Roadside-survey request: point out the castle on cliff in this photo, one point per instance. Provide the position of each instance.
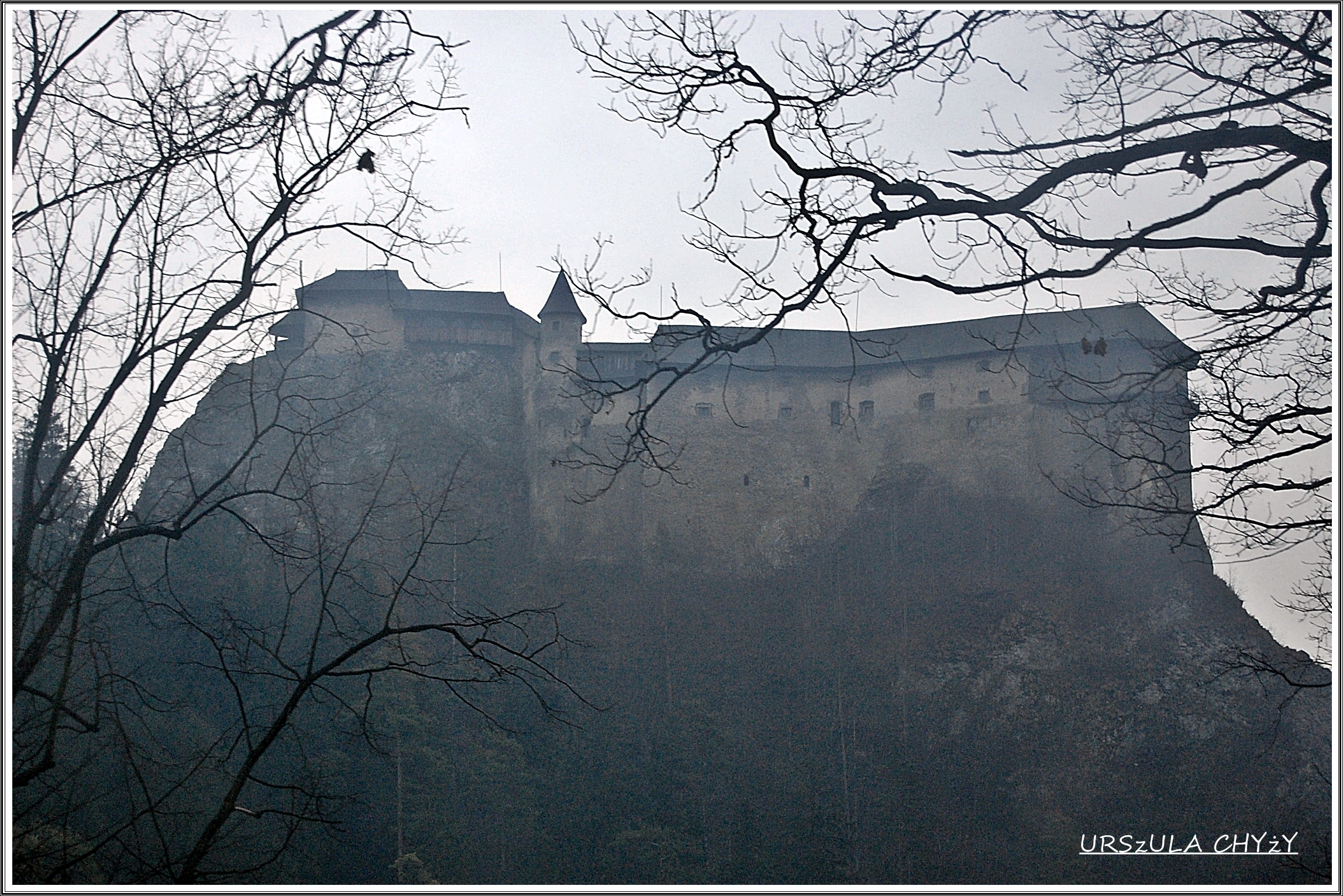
(778, 446)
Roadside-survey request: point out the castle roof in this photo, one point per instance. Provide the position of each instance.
(904, 344)
(386, 285)
(562, 300)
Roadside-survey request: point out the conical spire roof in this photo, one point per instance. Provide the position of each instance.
(562, 300)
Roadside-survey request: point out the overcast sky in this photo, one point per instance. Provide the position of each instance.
(543, 168)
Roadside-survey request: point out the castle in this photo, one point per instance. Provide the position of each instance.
(773, 450)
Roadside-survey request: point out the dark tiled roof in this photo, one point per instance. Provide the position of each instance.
(380, 282)
(457, 300)
(562, 300)
(905, 344)
(386, 285)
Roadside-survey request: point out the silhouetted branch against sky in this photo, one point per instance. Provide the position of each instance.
(1183, 160)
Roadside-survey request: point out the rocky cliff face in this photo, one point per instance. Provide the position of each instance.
(959, 688)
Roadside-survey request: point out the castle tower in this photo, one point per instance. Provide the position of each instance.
(562, 327)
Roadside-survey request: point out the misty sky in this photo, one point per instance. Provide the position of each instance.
(543, 168)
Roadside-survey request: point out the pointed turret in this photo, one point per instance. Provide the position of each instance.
(562, 327)
(562, 301)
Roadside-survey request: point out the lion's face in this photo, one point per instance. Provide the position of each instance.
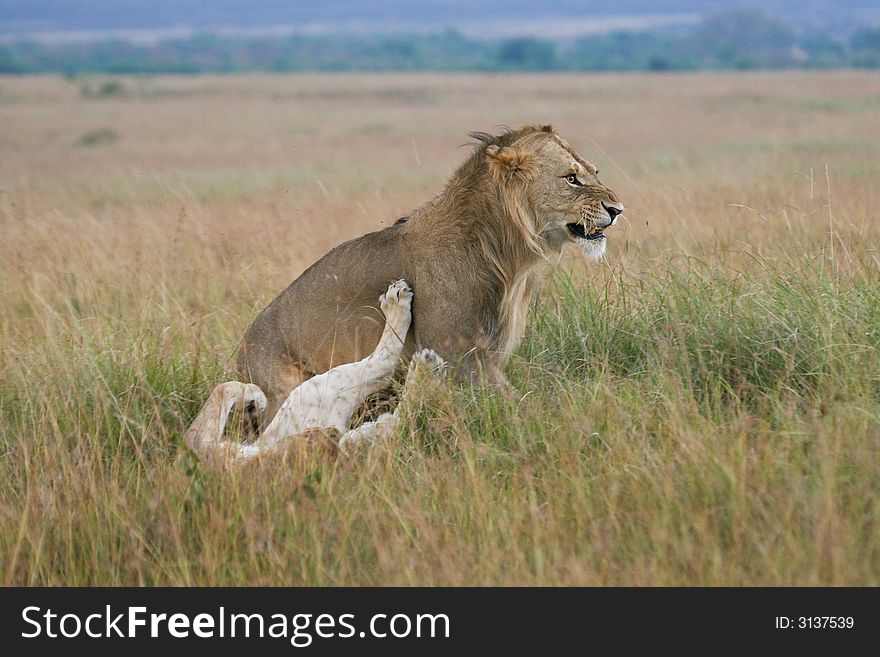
(570, 205)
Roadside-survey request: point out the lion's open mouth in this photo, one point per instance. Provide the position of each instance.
(579, 231)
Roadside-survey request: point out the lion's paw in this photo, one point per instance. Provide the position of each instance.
(399, 294)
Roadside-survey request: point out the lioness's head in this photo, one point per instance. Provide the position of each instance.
(561, 190)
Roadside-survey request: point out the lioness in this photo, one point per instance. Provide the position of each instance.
(325, 402)
(471, 255)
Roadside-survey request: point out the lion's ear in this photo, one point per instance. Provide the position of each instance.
(509, 164)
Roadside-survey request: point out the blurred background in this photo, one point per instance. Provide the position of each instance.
(192, 36)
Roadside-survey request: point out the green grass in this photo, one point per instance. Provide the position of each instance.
(690, 427)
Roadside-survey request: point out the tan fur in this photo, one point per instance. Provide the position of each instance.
(472, 254)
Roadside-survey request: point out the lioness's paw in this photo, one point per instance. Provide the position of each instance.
(429, 360)
(244, 394)
(399, 294)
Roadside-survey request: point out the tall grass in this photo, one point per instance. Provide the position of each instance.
(703, 408)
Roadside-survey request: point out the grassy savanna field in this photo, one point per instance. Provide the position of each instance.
(701, 408)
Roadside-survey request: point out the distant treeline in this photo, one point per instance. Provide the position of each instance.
(742, 39)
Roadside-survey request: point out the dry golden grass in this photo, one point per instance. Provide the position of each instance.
(701, 408)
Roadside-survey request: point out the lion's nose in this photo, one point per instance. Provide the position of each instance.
(612, 211)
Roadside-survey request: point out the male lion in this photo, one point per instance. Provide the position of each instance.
(325, 402)
(471, 254)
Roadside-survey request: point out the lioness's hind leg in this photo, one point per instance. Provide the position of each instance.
(206, 431)
(425, 366)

-------------------------

## Requirement
Each record should be printed again precisely, though not its pictures.

## Solution
Roadside-survey request: point out the castle on cliff in this photo, one point per instance. Provide the position of each instance.
(778, 446)
Roadside-survey request: point out the castle roof in this photo, one point per instance. Provide the position of each instance.
(904, 344)
(386, 285)
(562, 300)
Roadside-survey request: point out the conical spire roof in this photo, one point per instance. Provide the position of each instance.
(562, 300)
Roadside-survey request: point out the overcast sky in this photo, one point per instance. Provide the position of each instance.
(543, 168)
Roadside-survey request: point out the castle in this photo, one point per instance. Provide the position of each instance.
(773, 450)
Roadside-survey request: point out the dark tiled roof in this photo, one point per instance. Provide the position of each instance.
(380, 282)
(457, 300)
(562, 300)
(905, 344)
(386, 285)
Roadside-survey request: point out the silhouetted branch against sky in this photo, one point per instance. Provide the position of each instance.
(1183, 160)
Roadside-survey request: point out the rocky cliff face in this photo, one point per instance. Provide the position of each instance.
(959, 688)
Roadside-survey request: point out the castle tower in this photo, one point per instance. Provide the position of each instance.
(562, 327)
Roadside-survey request: point out the misty sky in this photo, one point per instance. Provide the position of each instance.
(543, 168)
Roadside-survey request: point out the pointed turret in this photo, one point per instance. Provide the position of each instance.
(562, 327)
(562, 301)
Roadside-survey request: point out the lion's face in this photo, one point per instance. Provide the position of each instance.
(570, 205)
Roadside-survey request: point out the lion's open mouth in this photo, one point per instance. Provide the position of each instance.
(579, 231)
Roadside-survey request: point out the lion's paw in this photo, one point per instance. Provide the position of each instance.
(399, 294)
Roadside-survey request: point out the lioness's head in this photo, one point per instance. Provide the position of each instance.
(561, 190)
Roadside-survey request: point out the lioness in this photo, one point per instance. Provide the position of each instance.
(325, 402)
(471, 255)
Roadside-survey request: point out the lion's ear in this photo, one point per instance. Provide the position of each instance.
(509, 164)
Roadside-survey request: point out the blurred background in this photo, one point per instance. Provide the position of each instance.
(192, 36)
Roadside-survey request: point out the green grass in this photo, one point per instance. Provide the position of each instance.
(690, 427)
Roadside-survey request: point out the tan fur in this photo, one point per instance. Provide the position of each instance.
(472, 254)
Roadside-survey request: point out the lioness's paw in this photo, one point per instance. Provide the position of each instance.
(429, 360)
(244, 394)
(399, 294)
Roadside-survey request: point out the tall grass in this photo, one point per instance. Provide the position of each instance.
(703, 408)
Roadside-survey request: point out the grassy savanna field in this photo, one point per instance. Provide the position of each instance.
(701, 408)
Roadside-survey request: point out the distant treeline in this photo, one point per instance. Provide the position of each instance.
(742, 39)
Roadside-survey request: point out the dry golden grass in this photo, one point per instance. Provide the position of each instance.
(701, 408)
Roadside-survey request: point out the lion's nose in this photo, one point per instance. Provide the position of each instance.
(612, 211)
Roadside-survey request: point out the male lion in this photo, one point per instance. Provide the position of each instance.
(325, 402)
(471, 254)
Roadside-survey request: point out the lioness's hind leg in this photo, one point per instance. Provide the position of each instance.
(206, 431)
(425, 366)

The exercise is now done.